◆ **Exercise**:
Which of the lines below contain the string "woman"? Gather every such line and copy it out in full.
::: Information given :::
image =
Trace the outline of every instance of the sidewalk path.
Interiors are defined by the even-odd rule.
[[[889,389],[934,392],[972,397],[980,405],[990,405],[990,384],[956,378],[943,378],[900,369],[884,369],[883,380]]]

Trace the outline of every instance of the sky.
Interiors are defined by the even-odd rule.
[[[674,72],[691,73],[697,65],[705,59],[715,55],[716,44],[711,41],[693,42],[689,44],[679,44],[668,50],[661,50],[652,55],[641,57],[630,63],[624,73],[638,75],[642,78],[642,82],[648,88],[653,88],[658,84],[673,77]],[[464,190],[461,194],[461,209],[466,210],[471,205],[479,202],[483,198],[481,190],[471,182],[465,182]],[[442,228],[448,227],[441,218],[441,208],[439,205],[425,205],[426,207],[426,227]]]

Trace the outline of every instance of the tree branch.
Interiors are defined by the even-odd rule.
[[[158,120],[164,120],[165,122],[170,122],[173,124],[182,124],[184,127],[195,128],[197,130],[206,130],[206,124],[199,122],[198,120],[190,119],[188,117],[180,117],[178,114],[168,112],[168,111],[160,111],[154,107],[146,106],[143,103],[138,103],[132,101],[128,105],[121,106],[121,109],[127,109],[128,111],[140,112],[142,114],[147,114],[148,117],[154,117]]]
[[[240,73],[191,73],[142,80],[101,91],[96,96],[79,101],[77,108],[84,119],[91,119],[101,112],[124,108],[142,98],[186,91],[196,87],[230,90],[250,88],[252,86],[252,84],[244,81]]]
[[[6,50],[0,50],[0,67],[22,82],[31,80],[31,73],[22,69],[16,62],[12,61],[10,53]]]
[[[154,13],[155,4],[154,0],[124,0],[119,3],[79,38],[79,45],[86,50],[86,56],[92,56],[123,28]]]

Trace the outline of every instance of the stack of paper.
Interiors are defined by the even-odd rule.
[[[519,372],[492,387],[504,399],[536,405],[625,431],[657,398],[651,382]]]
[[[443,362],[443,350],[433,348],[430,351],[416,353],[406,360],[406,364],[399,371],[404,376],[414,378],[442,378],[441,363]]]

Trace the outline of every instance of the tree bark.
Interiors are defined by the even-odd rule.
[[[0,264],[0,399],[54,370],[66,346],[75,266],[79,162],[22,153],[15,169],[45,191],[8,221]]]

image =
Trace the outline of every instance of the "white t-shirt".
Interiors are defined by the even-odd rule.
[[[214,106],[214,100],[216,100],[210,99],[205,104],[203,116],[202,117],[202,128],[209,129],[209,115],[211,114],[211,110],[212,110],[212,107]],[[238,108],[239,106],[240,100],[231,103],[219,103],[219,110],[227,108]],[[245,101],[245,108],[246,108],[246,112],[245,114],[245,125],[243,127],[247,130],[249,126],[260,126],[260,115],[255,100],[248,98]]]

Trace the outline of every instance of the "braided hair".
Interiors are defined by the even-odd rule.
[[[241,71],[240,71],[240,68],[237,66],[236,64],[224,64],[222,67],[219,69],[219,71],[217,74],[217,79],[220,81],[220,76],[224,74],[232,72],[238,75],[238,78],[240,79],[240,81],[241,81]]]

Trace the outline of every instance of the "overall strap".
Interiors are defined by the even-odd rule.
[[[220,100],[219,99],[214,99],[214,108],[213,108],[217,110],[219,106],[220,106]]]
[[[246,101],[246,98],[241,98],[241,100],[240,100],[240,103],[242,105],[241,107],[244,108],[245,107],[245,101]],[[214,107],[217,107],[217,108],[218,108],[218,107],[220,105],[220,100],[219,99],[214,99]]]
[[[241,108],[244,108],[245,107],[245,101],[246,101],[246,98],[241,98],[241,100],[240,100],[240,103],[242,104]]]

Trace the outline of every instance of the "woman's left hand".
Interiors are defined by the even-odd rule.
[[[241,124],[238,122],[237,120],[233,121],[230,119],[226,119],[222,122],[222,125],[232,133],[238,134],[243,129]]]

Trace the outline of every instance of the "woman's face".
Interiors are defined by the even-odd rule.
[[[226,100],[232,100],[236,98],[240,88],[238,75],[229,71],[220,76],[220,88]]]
:::
::: Information given :::
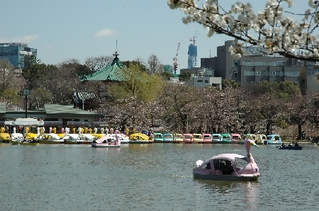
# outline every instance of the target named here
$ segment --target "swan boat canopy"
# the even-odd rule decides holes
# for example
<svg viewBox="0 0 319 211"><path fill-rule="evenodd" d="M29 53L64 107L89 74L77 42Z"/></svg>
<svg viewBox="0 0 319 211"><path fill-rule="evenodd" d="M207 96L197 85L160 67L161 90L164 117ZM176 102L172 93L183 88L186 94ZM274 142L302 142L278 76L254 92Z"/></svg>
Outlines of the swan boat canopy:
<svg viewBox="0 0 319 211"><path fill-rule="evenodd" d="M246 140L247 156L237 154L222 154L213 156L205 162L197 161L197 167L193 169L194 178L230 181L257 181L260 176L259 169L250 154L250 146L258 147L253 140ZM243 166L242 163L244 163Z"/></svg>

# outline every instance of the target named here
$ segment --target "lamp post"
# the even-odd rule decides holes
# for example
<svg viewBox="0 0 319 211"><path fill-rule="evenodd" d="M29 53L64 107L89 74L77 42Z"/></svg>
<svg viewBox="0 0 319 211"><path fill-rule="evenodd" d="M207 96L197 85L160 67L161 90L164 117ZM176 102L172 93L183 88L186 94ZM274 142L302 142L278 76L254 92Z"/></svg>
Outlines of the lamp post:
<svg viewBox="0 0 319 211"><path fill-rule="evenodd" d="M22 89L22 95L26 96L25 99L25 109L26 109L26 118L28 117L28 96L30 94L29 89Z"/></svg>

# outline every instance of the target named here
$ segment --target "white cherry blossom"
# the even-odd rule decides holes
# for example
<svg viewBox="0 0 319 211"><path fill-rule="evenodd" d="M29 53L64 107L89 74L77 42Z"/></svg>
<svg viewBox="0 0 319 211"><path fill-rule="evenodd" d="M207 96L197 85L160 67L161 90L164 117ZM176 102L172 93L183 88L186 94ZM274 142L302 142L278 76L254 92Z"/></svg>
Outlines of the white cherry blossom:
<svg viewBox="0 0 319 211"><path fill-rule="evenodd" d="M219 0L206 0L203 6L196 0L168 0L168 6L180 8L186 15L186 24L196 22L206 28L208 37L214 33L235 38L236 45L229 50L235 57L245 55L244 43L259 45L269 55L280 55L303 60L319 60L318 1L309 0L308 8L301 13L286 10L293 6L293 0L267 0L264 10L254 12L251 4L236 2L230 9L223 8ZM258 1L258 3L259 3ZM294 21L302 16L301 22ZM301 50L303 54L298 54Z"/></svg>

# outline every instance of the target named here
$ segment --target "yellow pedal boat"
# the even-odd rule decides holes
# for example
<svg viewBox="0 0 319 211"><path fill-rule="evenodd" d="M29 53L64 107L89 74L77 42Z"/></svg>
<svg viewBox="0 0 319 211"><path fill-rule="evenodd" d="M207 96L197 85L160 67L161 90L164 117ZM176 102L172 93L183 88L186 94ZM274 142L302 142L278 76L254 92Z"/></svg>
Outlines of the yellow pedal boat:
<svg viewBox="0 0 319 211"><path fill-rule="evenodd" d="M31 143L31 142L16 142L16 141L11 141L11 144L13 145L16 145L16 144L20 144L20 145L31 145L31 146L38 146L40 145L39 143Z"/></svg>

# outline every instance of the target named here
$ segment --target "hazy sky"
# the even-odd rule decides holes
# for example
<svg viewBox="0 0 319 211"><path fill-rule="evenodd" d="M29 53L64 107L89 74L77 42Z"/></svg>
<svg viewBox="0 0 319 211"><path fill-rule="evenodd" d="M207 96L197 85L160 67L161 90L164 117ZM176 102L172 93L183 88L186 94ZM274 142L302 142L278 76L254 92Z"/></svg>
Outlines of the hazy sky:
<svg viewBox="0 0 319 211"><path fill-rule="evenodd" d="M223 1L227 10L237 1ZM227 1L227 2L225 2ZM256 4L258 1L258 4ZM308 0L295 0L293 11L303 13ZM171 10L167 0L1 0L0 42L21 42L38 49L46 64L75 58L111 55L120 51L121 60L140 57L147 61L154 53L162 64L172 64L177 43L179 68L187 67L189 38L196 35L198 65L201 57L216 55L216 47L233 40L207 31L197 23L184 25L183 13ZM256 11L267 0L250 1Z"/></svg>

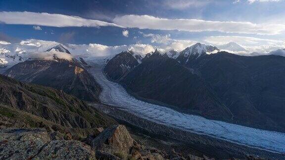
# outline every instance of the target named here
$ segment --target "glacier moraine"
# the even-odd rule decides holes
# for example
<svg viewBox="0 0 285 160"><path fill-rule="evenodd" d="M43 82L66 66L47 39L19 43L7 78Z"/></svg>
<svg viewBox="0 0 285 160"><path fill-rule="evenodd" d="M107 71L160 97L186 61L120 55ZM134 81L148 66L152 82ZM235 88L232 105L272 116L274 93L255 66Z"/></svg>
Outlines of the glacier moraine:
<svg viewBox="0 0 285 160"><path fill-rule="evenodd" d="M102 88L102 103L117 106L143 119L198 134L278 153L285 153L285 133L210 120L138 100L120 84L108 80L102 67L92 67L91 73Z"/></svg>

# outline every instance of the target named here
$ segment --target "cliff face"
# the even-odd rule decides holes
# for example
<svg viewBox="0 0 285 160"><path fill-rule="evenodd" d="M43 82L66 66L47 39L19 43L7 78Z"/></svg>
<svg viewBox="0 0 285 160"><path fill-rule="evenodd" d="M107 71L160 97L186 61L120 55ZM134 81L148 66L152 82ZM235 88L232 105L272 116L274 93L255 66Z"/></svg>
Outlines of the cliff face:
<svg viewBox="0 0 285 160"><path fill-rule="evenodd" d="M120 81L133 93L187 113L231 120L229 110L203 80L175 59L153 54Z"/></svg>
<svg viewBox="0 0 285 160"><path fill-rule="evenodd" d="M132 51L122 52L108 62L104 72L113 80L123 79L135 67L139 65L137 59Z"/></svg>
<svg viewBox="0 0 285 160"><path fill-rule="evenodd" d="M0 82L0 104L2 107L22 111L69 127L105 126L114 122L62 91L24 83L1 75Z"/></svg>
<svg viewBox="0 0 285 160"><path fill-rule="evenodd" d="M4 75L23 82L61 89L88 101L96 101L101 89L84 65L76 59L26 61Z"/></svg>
:::
◆ **Response for this exercise**:
Trace the outline of every instance of the "woman's left hand".
Trace the outline of every instance of the "woman's face".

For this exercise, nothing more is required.